====== EXTRACTED TEXT ======
Highlights & Insights

  • ReMedi's ingenuity lies in turning labels from "final supervision" into "scaffolding for reasoning data generation." Ground-truth outcomes are used only as hints during data construction and do not enter the reasoning text after filtering, thereby improving sample quality while reducing the risk of label leakage.
  • The paper does not introduce complex medical knowledge bases but proves that post-training strategies alone can significantly improve EHR prediction. This is important for resource-constrained medical scenarios where building ontologies and retrieval systems is often harder to maintain than fine-tuning.
  • The alignment analysis is highly valuable: in medical prediction, "plausible-looking explanations with inconsistent answers" directly impacts trustworthiness. ReMedi treats reasoning-prediction alignment as an observable goal, providing a dimension closer to deployment risk than simple accuracy for clinical LLM evaluation.
  • The method is transferable to other tasks with ground-truth labels but lacking reasoning annotations, such as ICU intervention prediction, adverse drug reaction prediction, or insurance claim risk modeling.

Limitations & Future Work

  • The authors admit ReMedi still produces a few instances of inconsistent reasoning and predictions, indicating that filtering rules and DPO preferences cannot yet fully guarantee explanation faithfulness.
  • Experiments focused on clinical prediction tasks with clear labels; open-ended clinical QA, treatment plan generation, or multimodal medical decision-making have not yet been validated.
  • The base model was primarily HuatuoGPT-o1-7B; whether models above 70B still require the same intensity of regeneration and preference optimization was not systematically studied.
  • Human evaluation only covered reasoning-prediction alignment and did not involve clinical experts strictly assessing whether each rationale was medically correct, which limits the clinical trustworthiness conclusions.
  • Future use in real medical systems requires adding uncertainty estimation, expert review, and data drift monitoring rather than relying solely on a single prediction label.
  • vs KARE: KARE enhances reasoning through medical knowledge distillation and structured medical graphs; ReMedi uses label-guided self-generated rationales and DPO to directly shape predictive reasoning capabilities. The former is more knowledge-dependent, while the latter is lighter for scaling and deployment.
====== THE DATA ======
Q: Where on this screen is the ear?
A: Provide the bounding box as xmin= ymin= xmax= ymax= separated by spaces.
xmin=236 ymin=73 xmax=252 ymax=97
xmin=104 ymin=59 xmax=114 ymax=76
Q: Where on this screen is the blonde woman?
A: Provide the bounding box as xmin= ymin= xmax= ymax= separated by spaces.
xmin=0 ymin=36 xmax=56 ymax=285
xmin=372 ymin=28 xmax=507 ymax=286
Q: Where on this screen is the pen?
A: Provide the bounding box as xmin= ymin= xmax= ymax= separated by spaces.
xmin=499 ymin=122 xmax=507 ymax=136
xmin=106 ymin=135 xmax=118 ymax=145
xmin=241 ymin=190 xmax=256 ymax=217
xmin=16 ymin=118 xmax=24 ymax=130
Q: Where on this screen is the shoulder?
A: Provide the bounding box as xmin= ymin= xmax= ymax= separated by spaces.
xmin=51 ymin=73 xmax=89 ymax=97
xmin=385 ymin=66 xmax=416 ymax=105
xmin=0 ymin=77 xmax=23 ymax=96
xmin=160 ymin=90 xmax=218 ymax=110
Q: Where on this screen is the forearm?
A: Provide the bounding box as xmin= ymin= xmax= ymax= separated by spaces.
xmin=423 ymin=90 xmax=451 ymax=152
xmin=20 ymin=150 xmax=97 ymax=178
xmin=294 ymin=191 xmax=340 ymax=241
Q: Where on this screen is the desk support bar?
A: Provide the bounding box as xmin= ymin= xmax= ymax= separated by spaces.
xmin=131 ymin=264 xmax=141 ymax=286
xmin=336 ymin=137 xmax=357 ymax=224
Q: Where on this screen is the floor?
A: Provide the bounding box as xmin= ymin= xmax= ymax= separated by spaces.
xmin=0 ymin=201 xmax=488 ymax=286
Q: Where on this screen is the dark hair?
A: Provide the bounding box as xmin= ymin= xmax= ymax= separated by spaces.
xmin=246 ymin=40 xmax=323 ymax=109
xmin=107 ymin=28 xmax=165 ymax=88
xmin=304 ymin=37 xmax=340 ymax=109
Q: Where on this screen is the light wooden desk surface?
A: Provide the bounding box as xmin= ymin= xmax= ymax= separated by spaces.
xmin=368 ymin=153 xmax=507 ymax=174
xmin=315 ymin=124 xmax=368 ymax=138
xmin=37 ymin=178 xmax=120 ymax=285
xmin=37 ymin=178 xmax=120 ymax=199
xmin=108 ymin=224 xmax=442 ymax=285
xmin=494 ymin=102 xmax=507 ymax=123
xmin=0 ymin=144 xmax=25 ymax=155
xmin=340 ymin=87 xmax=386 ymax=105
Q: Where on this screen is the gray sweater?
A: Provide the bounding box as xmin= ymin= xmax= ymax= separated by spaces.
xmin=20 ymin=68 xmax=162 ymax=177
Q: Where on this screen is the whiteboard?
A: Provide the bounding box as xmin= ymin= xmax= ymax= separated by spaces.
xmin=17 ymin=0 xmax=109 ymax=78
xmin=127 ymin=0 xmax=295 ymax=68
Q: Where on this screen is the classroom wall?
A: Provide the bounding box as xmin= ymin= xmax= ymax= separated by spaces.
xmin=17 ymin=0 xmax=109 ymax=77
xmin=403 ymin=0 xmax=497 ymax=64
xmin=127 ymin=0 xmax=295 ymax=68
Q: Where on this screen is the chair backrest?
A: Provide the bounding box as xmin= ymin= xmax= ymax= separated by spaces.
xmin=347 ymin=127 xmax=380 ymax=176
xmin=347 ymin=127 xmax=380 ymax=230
======
● TASKS FOR THIS EXERCISE:
a - Answer these questions using the text on ReMedi:
(i) Which model served as the primary base model?
(ii) What was the only aspect that the human evaluation covered?
(iii) Through what does KARE enhance reasoning?
b - Reproduce the passage of the text on ReMedi from "Highlights & Insights" up to and including "of label leakage.".
c - Extend the text on ReMedi, picking up right after its final sentence.
These rows were drawn from a separate source.

● ANSWERS PROVIDED:
a -
(i) HuatuoGPT-o1-7B.
(ii) Reasoning-prediction alignment.
(iii) Medical knowledge distillation and structured medical graphs.

b -
Highlights & Insights

  • ReMedi's ingenuity lies in turning labels from "final supervision" into "scaffolding for reasoning data generation." Ground-truth outcomes are used only as hints during data construction and do not enter the reasoning text after filtering, thereby improving sample quality while reducing the risk of label leakage.

c -
  • vs STaR: STaR uses model-generated rationales for iterative self-training but performs poorly in clinical prediction; ReMedi differs by using ground-truth hints specifically for hard samples and constraining incorrect rationales with preference data.
  • vs RAG Medical LLMs: RAG solves external knowledge coverage, while ReMedi solves EHR context interpretation. The two can be complementary—for example, by retrieving guideline knowledge first and then using ReMedi-style preference training to ensure conclusion-rationale consistency.
  • Insight: For high-risk tasks with labels but missing explanations, consider the "label hint rationale generation + leakage filtering + preference optimization" route, which trains interpretable decision-making better than simple SFT on final labels.

Rating

  • Novelty: ⭐⭐⭐⭐☆ Combines label rationalization, hard samples, and DPO into EHR prediction; simple idea but excellent scenario adaptation.
  • Experimental Thoroughness: ⭐⭐⭐⭐☆ Main experiments, ablations, alignment, and case studies are complete, though expert evaluation and larger model scaling are limited.
  • Writing Quality: ⭐⭐⭐⭐☆ Clear methodology, sufficient tabular information; some implementation details like prompt templates could be further expanded.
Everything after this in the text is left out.